-- SELECTED TEXT start --
So what next? Does the survey go in a drawer, to be forgotten while the Safety team reorganizes itself, or will there be next steps? —Neotarf (talk) 20:23, 16 February 2016 (UTC)
- This is Meta, not the English Wikipedia, where "BADSITES" was a conclusively failed policy proposal. You were banned from that project for adopting a consistently hostile attitude to other contributors, so are hardly the person to be pontificating about collegial discussions. — Scott • talk 13:49, 17 February 2016 (UTC)
- Funny you should mention GGTF, Scott, because the publicity from that arbitration case was a huge embarrassment to both the Foundation and the arbitration committee. It's just possible that the new arbcom doesn't agree that anyone who has the common human decency to object to sexual harassment should just "keep a low profile" or be shown the door.
- This might be a good place to repost a link to the Q&A for Professor Citron's harassment speech. —Neotarf (talk) 22:57, 17 February 2016 (UTC)
New Article summarizing some of the problems this survey had
[edit]Please discuss. Pinguinn (talk) 17:03, 31 May 2016 (UTC)
new section
[edit]This survey or any future one will be forever meaningless unless those who have been driven from Wikipedia by harassment are sought out for their input.....i.e. those blocked on whatever arbitrary grounds fielded by admins - typically NPA and AGF from the start of their witchhunts). WP:EXR is one place to start to find them...and List of Missing Wikipedians....and of course those blocked by the confabulation or conduct "policies" which were all written in defiance of IAR (Ignore All Rules). In my experience, admins are the BIGGEST violators of AGF and NPA that there are.....the Voice of the Blocked must be heard....but it won't be. 69.67.176.34 18:10, 1 June 2016 (UTC)
-- SELECTED TEXT end --
TASK DETAILS:
Carry the talk page discussion about the harassment survey forward from its last comment.
-- SUPPLIED INFORMATION start --
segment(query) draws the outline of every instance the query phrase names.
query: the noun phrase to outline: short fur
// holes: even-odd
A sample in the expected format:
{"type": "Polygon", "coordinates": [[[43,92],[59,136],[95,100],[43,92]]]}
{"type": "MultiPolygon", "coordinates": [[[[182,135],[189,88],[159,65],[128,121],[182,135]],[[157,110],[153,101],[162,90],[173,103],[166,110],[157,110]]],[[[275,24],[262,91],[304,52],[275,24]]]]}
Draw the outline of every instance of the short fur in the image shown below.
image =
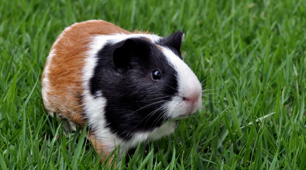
-- SUPPLIED INFORMATION end --
WRITTEN REPLY:
Harassment based on political ideas
[edit]I was surprised, reading the report, to see that 25% of those who self-reported having been harassed credited said harassment to "political ideas". I imagine it can be hard to parse out the cause of harassment sometimes ("harasser's insecurities" was not presented as an option), but still, the incidence of "political ideas" as the cause far exceeds that of age/ethnicity/gender. I'd be curious to know more about this subset of reporters and what exactly they were harassed about, whether the simpler idea of partisan divisions or something more complex like hounding after trying to address a source bias. The extra information would be useful, as multiple approaches will likely be necessary to address differences in individual causes. (not watching, please {{ping}} if needed) czar 23:29, 13 September 2017 (UTC)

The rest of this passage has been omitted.